What you should do ▸
Reproduce the line that contains "Each instance of the street" and every line after it through the end of the records, exactly, with nothing added.

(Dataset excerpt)
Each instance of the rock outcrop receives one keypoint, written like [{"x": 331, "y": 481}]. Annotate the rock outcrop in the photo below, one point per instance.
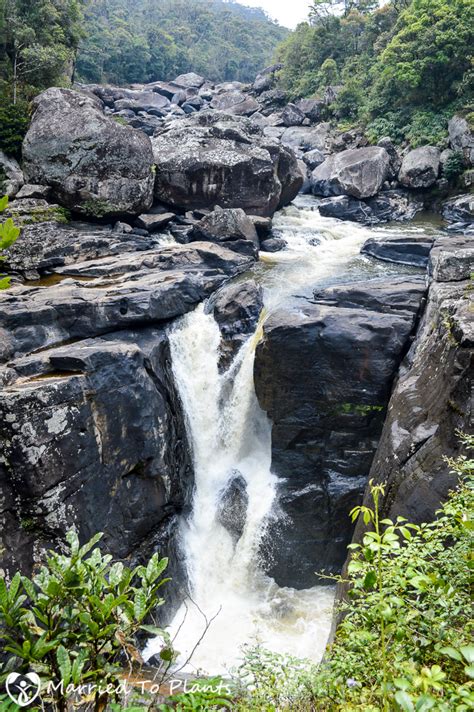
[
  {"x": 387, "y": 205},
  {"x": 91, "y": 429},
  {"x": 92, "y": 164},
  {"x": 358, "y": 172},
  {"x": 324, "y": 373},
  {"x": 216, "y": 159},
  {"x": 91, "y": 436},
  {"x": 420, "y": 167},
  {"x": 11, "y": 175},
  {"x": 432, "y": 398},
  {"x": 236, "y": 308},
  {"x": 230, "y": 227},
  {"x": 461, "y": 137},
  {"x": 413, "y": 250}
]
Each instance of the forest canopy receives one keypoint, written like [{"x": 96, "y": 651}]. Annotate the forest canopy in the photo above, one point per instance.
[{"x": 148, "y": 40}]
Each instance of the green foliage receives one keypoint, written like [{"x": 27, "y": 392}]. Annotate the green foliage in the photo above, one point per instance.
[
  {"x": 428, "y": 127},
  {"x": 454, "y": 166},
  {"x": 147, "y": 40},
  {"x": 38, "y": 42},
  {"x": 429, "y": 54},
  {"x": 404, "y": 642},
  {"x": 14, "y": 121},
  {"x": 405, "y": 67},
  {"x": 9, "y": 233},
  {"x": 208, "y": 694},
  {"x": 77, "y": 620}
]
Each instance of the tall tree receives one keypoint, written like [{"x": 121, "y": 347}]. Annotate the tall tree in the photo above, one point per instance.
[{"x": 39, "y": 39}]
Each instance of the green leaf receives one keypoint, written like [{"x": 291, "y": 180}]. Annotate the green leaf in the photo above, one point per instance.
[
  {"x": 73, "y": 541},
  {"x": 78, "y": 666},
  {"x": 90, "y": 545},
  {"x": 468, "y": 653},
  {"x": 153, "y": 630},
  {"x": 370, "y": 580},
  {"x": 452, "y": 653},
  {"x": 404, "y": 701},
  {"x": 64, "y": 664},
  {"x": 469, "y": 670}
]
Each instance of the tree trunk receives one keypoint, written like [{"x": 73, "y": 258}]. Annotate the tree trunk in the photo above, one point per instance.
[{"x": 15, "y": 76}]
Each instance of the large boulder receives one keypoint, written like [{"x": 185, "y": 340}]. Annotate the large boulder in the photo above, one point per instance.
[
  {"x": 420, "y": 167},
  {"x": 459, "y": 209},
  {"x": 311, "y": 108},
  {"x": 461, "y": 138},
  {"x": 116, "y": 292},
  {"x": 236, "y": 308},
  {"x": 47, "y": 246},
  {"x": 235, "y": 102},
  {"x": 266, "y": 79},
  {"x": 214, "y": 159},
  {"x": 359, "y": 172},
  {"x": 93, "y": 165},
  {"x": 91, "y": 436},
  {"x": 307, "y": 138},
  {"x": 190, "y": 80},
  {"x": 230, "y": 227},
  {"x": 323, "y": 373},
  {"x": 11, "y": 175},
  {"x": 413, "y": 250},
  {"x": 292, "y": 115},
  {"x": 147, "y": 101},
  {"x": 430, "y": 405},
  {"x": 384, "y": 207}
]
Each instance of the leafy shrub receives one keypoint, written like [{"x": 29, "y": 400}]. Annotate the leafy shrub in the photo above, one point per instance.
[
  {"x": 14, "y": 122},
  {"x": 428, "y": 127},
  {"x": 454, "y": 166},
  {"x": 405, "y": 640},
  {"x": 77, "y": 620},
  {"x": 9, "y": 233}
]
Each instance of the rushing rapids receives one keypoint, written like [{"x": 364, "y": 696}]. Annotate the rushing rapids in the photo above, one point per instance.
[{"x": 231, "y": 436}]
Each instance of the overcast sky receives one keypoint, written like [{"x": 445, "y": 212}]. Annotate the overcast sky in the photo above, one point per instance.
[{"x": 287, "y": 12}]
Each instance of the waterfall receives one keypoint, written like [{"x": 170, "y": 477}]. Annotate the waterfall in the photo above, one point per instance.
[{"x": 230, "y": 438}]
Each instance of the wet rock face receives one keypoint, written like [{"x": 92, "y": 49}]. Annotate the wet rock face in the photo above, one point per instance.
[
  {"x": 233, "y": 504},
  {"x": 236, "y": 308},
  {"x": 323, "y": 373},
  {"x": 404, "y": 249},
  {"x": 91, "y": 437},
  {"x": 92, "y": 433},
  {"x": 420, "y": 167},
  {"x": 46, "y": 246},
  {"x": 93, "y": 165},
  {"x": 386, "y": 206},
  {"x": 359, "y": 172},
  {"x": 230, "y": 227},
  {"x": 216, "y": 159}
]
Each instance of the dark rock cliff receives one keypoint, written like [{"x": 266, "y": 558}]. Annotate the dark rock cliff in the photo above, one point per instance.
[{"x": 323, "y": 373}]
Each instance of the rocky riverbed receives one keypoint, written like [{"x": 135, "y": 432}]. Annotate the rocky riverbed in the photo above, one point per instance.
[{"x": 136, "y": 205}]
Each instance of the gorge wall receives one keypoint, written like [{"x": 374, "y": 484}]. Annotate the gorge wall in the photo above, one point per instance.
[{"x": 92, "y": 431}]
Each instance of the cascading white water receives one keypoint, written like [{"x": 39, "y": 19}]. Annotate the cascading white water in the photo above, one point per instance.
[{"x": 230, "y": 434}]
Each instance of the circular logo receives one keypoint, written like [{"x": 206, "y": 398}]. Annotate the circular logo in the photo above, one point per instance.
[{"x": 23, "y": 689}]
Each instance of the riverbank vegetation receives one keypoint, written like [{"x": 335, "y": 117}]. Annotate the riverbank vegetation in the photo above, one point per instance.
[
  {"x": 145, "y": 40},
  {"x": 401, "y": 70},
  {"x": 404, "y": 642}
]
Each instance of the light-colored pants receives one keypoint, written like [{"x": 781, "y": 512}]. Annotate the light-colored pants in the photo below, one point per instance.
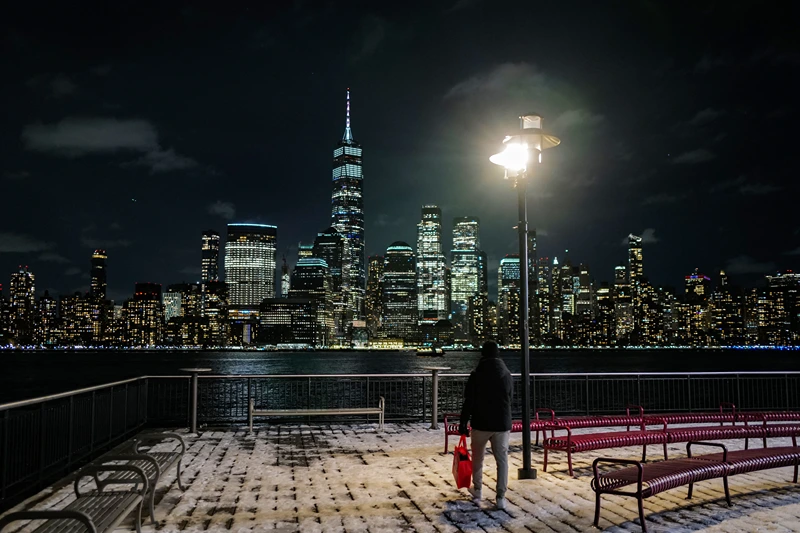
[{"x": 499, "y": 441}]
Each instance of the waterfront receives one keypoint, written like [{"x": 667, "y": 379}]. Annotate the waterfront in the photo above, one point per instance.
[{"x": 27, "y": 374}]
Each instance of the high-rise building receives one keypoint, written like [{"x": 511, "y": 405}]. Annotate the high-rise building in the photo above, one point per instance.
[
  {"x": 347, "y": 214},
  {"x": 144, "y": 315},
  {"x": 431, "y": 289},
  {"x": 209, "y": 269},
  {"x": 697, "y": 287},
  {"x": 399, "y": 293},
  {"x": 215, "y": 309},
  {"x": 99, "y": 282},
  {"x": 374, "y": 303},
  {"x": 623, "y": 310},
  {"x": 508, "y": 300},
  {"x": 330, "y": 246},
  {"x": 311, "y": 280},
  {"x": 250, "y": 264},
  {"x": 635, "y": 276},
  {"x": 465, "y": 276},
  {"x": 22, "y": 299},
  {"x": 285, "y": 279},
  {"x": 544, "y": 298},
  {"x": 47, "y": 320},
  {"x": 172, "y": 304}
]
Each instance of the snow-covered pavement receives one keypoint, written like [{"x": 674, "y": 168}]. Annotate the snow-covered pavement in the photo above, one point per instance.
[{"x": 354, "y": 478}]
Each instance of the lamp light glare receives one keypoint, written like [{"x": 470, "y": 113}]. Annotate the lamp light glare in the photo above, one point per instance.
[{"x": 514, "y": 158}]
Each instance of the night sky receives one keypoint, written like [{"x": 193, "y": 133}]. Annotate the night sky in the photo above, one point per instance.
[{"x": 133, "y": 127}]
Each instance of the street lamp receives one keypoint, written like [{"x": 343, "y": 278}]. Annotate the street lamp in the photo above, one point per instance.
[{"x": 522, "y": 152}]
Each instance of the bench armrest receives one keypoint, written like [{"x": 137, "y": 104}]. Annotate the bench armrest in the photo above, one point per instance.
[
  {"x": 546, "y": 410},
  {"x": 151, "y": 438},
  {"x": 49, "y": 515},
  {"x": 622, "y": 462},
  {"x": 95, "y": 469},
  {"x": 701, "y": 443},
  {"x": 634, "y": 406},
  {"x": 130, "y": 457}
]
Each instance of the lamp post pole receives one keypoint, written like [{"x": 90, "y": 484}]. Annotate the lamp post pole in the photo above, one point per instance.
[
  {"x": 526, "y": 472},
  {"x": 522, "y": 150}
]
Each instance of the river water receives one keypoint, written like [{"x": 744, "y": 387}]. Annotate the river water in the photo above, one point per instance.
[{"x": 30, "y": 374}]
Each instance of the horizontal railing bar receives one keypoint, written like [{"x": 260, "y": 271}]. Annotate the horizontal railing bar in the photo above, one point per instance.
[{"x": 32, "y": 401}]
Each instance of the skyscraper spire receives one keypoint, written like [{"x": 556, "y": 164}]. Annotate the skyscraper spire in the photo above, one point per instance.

Answer for the task ▸
Each instance of the street lamp receives one keypoint, written like [{"x": 343, "y": 278}]. Annotate the street lamp in the photo above, one point per instance.
[{"x": 522, "y": 152}]
Each instance of the bench armrest receives one keypoint, written like [{"x": 137, "y": 104}]. Annotate the bench armrest in the photo above, one point per instance.
[
  {"x": 546, "y": 410},
  {"x": 151, "y": 438},
  {"x": 49, "y": 515},
  {"x": 622, "y": 462},
  {"x": 95, "y": 469},
  {"x": 701, "y": 443},
  {"x": 634, "y": 406},
  {"x": 130, "y": 457}
]
Each instance of the lamp post pole receives one keypoint, written like [{"x": 90, "y": 484}]. Annotate the lamp post pole in the photo above, one point per instance.
[
  {"x": 526, "y": 472},
  {"x": 522, "y": 150}
]
Each instance of the river water receives one keypoint, written like [{"x": 744, "y": 387}]. Annotate the river water in the photo above, one point per instance.
[{"x": 30, "y": 374}]
Each instance of the horizontal railing bar receives one keypoint, written like [{"x": 260, "y": 271}]. Annotate the horizontal railing bar in the photo above, one point per instance.
[{"x": 32, "y": 401}]
Each instance of the skyscraper spire receives one keypoint, written like [{"x": 556, "y": 164}]. Annotate the skyscraper spire in the photo above, one point per instance.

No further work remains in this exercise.